Seu objetivo:
Copie literalmente o trecho da análise de Even the Ocean que vai de "Os altos e baixos" até "uma boa obra.".

Trecho da página:
%%

Análise: Even the Ocean (Switch) — o desequilíbrio entre uma boa narrativa e um jogo de plataforma tímido

Os altos e baixos de uma criativa jornada sobre o balanço entre energias opostas que sustentam o mundo.

em 24/10/2020
Um belo romance fantasiado de jogo. Assim se encontra na prateleira Even the Ocean, que timidamente abriga atrás de sua capa uma excelente narrativa sobre equilíbrio necessário entre energias opostas. Embora apresente problemas estruturais, como uma jogabilidade simplória e a falta de desafios, o game desenvolvido pela Analgesic Productions compensa com sua criatividade ao descrever personagens e suas relações, com mistérios, revelações e reviravoltas – convenhamos, o que geralmente buscamos em uma boa obra.

%%

Material fornecido:
%%

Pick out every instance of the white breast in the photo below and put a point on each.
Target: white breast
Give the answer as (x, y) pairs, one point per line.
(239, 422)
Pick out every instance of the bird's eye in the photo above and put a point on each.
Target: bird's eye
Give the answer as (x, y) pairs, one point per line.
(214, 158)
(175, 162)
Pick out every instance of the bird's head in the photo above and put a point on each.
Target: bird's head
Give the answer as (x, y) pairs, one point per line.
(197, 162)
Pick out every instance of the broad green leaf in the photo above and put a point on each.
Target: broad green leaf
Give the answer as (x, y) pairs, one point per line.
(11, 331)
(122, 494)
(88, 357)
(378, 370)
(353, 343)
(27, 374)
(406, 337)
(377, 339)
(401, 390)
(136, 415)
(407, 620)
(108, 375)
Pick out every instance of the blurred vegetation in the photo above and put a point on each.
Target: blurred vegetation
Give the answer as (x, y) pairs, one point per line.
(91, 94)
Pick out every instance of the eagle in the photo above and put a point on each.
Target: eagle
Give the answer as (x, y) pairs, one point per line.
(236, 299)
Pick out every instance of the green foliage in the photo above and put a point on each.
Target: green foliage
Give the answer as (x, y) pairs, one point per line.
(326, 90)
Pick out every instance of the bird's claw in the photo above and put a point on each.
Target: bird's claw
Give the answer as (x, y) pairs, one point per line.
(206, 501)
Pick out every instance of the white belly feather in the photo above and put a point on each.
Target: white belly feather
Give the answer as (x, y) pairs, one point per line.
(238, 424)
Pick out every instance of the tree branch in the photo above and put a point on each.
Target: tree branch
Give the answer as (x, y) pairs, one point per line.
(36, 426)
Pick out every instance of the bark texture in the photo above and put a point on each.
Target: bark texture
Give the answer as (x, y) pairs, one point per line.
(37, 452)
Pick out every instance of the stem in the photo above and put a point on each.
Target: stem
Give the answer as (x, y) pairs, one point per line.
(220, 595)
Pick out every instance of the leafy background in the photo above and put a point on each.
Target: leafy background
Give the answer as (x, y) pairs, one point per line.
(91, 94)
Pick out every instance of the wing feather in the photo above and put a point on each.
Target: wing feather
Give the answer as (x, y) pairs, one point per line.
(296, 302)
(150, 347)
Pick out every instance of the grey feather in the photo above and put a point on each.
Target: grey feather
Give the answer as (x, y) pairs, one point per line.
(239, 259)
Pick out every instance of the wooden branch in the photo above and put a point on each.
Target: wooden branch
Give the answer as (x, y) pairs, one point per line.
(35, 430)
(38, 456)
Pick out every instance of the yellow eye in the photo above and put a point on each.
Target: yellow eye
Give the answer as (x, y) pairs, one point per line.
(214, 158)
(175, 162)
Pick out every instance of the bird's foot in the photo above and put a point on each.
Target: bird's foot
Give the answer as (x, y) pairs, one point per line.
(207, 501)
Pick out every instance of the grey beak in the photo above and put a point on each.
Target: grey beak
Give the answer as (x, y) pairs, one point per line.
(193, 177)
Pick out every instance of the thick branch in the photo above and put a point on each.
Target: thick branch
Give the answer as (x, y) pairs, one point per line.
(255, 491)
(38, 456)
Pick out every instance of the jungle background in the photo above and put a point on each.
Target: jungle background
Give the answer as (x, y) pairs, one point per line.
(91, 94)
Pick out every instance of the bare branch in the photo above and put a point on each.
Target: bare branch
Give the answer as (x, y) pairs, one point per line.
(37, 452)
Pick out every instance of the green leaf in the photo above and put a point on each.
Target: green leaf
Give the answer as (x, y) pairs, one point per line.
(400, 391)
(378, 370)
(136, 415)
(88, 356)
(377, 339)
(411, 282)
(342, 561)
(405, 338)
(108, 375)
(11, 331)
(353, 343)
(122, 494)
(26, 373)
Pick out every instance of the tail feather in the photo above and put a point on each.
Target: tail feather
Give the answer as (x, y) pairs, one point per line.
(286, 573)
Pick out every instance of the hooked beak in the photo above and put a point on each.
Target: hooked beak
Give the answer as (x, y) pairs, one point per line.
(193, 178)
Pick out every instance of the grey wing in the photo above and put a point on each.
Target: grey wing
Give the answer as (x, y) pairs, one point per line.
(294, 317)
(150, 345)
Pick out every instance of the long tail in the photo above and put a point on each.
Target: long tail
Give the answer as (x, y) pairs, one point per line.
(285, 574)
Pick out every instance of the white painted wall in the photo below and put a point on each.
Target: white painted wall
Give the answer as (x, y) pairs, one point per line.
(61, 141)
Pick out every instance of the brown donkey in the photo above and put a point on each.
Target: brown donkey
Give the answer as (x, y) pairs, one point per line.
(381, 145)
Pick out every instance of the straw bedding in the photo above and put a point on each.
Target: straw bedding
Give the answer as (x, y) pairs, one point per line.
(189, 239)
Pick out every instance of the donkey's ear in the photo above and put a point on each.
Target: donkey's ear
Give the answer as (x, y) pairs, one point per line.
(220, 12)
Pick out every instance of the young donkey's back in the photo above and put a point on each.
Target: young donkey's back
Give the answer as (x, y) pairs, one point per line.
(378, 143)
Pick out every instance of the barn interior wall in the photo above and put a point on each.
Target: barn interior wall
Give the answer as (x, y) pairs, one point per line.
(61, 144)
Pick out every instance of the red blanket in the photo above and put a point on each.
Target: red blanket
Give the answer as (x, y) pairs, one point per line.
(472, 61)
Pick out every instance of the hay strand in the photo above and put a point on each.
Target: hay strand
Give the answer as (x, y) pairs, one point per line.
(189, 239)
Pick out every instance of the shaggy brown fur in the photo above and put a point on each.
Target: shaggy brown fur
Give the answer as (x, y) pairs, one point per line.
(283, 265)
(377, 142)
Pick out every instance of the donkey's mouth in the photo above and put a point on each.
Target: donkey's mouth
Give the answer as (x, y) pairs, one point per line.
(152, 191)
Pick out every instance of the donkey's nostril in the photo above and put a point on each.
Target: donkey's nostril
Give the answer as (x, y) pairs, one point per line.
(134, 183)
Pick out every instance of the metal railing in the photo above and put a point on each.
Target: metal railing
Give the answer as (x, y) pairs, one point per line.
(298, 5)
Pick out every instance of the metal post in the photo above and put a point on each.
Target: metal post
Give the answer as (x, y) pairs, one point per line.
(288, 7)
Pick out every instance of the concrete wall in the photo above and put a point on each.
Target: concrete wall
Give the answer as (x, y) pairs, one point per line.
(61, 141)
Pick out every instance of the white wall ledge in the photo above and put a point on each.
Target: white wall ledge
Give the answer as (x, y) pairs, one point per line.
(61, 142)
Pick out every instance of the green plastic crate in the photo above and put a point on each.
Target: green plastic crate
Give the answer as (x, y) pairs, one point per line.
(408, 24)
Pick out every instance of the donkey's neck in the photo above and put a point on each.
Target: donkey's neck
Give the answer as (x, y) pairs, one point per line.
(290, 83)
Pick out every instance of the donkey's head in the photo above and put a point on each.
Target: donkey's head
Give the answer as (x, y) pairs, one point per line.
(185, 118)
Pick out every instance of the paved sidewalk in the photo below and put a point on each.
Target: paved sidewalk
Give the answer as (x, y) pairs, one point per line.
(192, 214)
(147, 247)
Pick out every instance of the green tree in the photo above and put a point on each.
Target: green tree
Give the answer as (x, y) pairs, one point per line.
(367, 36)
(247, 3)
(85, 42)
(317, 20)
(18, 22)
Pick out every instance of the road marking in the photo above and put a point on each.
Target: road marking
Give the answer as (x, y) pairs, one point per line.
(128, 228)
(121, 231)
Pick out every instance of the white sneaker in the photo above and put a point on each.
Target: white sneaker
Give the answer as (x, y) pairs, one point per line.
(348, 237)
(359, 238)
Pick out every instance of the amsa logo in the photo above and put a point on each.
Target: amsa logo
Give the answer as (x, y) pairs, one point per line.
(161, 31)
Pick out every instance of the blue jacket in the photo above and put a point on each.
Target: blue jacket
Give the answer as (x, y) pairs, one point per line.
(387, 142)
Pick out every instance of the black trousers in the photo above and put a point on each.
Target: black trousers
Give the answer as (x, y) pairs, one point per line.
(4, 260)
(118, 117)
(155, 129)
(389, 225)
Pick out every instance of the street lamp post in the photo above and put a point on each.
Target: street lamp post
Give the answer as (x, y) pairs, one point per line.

%%

Resultado final:
Os altos e baixos de uma criativa jornada sobre o balanço entre energias opostas que sustentam o mundo.

em 24/10/2020
Um belo romance fantasiado de jogo. Assim se encontra na prateleira Even the Ocean, que timidamente abriga atrás de sua capa uma excelente narrativa sobre equilíbrio necessário entre energias opostas. Embora apresente problemas estruturais, como uma jogabilidade simplória e a falta de desafios, o game desenvolvido pela Analgesic Productions compensa com sua criatividade ao descrever personagens e suas relações, com mistérios, revelações e reviravoltas – convenhamos, o que geralmente buscamos em uma boa obra.